Problem to work on – From the first line to the last, repeat the data exactly but leave out the pictures.

*** Opening Extracted data ***

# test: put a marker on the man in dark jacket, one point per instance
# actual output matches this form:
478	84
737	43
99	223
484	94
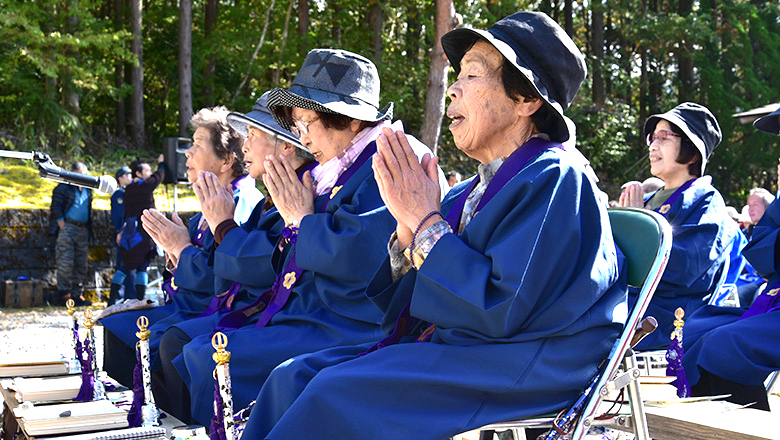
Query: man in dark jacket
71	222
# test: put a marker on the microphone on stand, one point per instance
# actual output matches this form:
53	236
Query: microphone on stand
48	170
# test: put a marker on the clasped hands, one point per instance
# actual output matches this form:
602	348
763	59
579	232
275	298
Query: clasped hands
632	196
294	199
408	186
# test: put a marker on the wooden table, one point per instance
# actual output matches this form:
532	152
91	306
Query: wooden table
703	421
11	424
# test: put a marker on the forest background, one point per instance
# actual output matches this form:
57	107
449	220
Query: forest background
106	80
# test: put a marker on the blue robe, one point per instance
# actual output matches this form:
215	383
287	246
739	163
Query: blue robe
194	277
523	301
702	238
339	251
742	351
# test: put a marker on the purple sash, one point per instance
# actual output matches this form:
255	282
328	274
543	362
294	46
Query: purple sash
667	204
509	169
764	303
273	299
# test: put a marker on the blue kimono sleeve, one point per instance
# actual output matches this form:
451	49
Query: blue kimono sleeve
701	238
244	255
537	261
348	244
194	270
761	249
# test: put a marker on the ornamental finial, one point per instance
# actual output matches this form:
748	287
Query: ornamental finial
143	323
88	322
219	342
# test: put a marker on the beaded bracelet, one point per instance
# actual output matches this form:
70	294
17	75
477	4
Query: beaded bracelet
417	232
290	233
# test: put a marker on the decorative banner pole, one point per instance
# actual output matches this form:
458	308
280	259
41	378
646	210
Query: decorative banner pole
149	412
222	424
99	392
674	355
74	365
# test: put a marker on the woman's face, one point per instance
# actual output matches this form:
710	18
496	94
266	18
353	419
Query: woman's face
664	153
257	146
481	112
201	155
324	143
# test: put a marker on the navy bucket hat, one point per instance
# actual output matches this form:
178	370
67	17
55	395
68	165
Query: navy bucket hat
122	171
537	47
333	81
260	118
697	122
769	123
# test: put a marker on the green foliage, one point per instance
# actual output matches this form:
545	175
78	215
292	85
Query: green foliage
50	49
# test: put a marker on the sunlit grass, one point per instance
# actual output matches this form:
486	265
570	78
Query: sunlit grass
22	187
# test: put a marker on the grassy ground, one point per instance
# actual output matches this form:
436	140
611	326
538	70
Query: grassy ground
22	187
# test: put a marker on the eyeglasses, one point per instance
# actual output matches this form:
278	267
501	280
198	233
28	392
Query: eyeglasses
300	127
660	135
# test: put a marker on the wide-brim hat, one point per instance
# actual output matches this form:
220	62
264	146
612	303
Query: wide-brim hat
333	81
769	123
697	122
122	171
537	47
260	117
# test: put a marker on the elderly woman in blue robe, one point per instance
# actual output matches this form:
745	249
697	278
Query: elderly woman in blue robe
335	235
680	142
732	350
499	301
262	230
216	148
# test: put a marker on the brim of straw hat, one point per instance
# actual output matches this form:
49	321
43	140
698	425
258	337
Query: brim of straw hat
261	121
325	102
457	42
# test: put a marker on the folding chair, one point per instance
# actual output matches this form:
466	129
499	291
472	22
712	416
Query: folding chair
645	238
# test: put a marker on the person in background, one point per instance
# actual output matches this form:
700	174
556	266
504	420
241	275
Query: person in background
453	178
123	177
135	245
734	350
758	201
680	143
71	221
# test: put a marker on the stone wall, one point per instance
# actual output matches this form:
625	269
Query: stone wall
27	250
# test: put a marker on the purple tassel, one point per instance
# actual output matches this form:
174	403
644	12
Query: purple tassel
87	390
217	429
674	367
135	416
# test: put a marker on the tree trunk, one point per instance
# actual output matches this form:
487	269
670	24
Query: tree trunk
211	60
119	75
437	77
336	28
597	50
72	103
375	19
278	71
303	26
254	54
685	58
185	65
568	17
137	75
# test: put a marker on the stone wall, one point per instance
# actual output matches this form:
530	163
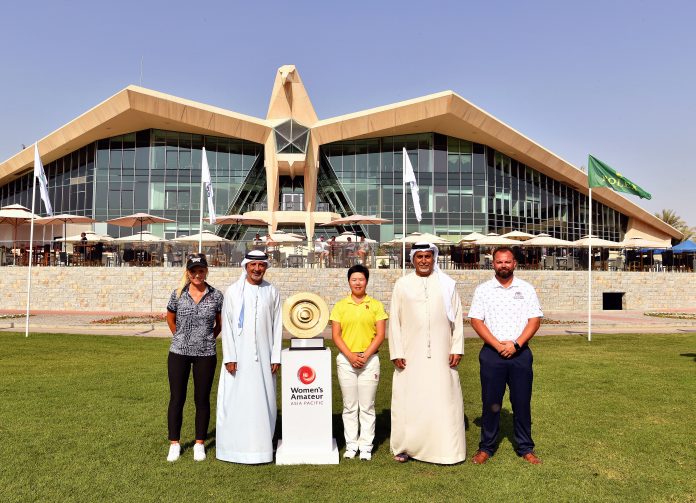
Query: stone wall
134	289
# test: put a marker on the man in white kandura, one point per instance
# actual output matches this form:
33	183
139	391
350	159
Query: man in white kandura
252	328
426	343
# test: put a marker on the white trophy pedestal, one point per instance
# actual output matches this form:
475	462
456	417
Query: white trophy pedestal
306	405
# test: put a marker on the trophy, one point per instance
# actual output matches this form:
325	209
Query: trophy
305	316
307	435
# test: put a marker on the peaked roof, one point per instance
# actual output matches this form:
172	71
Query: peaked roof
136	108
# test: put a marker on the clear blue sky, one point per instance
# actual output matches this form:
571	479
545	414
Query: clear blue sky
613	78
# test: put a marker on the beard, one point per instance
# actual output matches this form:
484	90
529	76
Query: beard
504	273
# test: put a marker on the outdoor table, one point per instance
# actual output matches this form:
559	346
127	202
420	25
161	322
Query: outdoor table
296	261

*** Closing Extracted data ***

Answer space –
# test: put a marker on the man in dark jacket, one point per instance
# actual output matches this form:
478	84
737	43
99	223
484	94
Query: man in dark jacket
71	222
# test: put a marker on the microphone on stand, one point per instance
# actual output matches this form:
53	236
Query: microphone on stand
48	170
# test: put a marker on the clasped hands, one point per instance
# actual output matches this form:
602	348
763	59
579	232
275	298
Query: clasped hands
632	196
294	199
408	186
# test: put a marker on the wooden table, one point per instance
# actual output matches this form:
532	152
91	306
Query: wooden table
703	421
11	424
# test: put a marker on the forest background, one point per instance
# actual output matches this form:
57	107
449	220
Query: forest background
106	80
# test: put a marker on the blue robe, one point per instance
# actual output matches this form:
215	383
287	246
739	163
Query: blue robe
194	277
523	301
702	238
339	251
742	351
# test: put a marker on the purple sash, one point per instance
# actual output matches this form:
255	282
328	274
543	362
294	46
Query: purple sash
667	204
509	169
764	303
273	299
# test: put a marker on the blue kimono sleeve, one point per instance
# actual output matches this form:
451	49
Query: blue kimono sleeve
701	238
244	255
537	261
348	244
194	270
761	249
# test: put a marker on the ornamental finial, one point per instance
# actual output matches this form:
748	287
Query: ornamental finial
143	323
88	322
219	342
# test: put a marker on the beaded bracelet, one point per instance
# actual output matches this form:
70	294
17	75
477	4
Query: beaded bracelet
417	232
290	233
# test: put a marker on the decorative banner pole, one point per instance
# actual output matches this form:
458	308
280	259
41	378
646	210
Query: decorative banner pole
149	412
222	424
99	392
674	355
74	365
# test: put a marker on the woman's face, one point per instance
# actual output matches this form:
710	18
496	94
266	18
353	419
Query: woman's face
664	153
257	146
481	112
201	155
324	143
# test: put a marker on the navy bucket hat, one point per instance
# actual output matches this form:
178	370
67	17
55	395
68	165
Query: navy bucket hat
122	171
537	47
333	81
260	118
697	122
769	123
# test: put a marker on the green foliage, one point per instance
# actual output matches this form:
545	175
78	215
292	85
Query: green foliage
50	49
# test: put a marker on the sunlit grass, one point per instance
# actual output matches this form:
486	265
570	78
Query: sunlit grass
22	187
# test: put a marker on the grassy ground, one point per instance
# actual output matches this form:
436	140
611	326
538	70
Query: grassy ground
22	187
# test: put a marker on the eyeglasses, one point per instance
# actual output matches this form:
278	267
501	280
198	233
28	392
Query: eyeglasses
300	127
660	135
# test: put a marker on the wide-brim hat, one point per instance
# actual output matches this form:
220	62
264	146
612	303
Query: wide-brim hat
333	81
769	123
697	122
122	171
537	47
260	117
# test: put a marker on the elderly woman in blue robe, one point per instance
# actual output matches this form:
745	249
697	278
Query: elderly woman in blue robe
335	235
680	142
732	350
499	301
262	230
216	148
# test: put a marker on the brim of straw hat, one point per instance
# actual output matches this form:
49	321
43	140
698	425
258	337
Query: brim of straw hat
261	121
325	102
457	42
# test: put a marker on the folding chair, one point per instance
# actual output matches this form:
466	129
499	291
472	22
712	416
Query: folding chair
645	238
# test: put a marker on the person in background, one point per instance
# actual output matches this form:
700	174
556	266
504	420
241	275
Query: person in background
453	178
123	177
135	245
734	350
758	201
680	143
71	221
# test: put a marker on the stone wall, one point per instance
# actual output matches this form:
625	269
Query: stone wall
27	250
# test: put a marker on the purple tassel, one point per instance
# actual output matches this form:
174	403
644	12
Query: purple tassel
87	390
217	429
674	367
135	416
# test: put a marker on the tree trunk, one point per instance
# actual output matches this form:
487	269
670	24
Query: tree trunk
211	60
119	75
437	77
336	28
597	50
72	103
375	19
278	71
303	26
254	54
685	58
185	65
568	17
137	75
# test: put a marker on the stone wall, one point per instance
# actual output matches this form:
530	163
Query: stone wall
134	289
# test: put a marker on the man in white kandura, one point per instance
# actual output matches this form:
33	183
139	391
350	159
Query: man in white kandura
252	328
426	343
# test: put a marker on the white trophy pedestal, one point per instance
# actual output matches this form:
475	462
456	417
Query: white trophy pedestal
306	405
# test: put a marker on the trophy, one point per instance
# actual output matches this form:
325	209
Query: trophy
305	316
307	435
# test: put a marker on the peaked roof, one point per instance
# actual output matches this form:
172	71
Query: peaked roof
136	108
# test: put a marker on the clear blue sky, one point per instance
# actual output matches this form:
571	479
545	414
Query: clear blue sky
613	78
# test: put a marker on the beard, one point per instance
# actual output matches this form:
484	90
529	76
Query: beard
504	273
# test: put a marker on the outdoor table, one point per instance
# actual output matches this form:
559	346
127	202
420	25
161	322
Query: outdoor table
296	261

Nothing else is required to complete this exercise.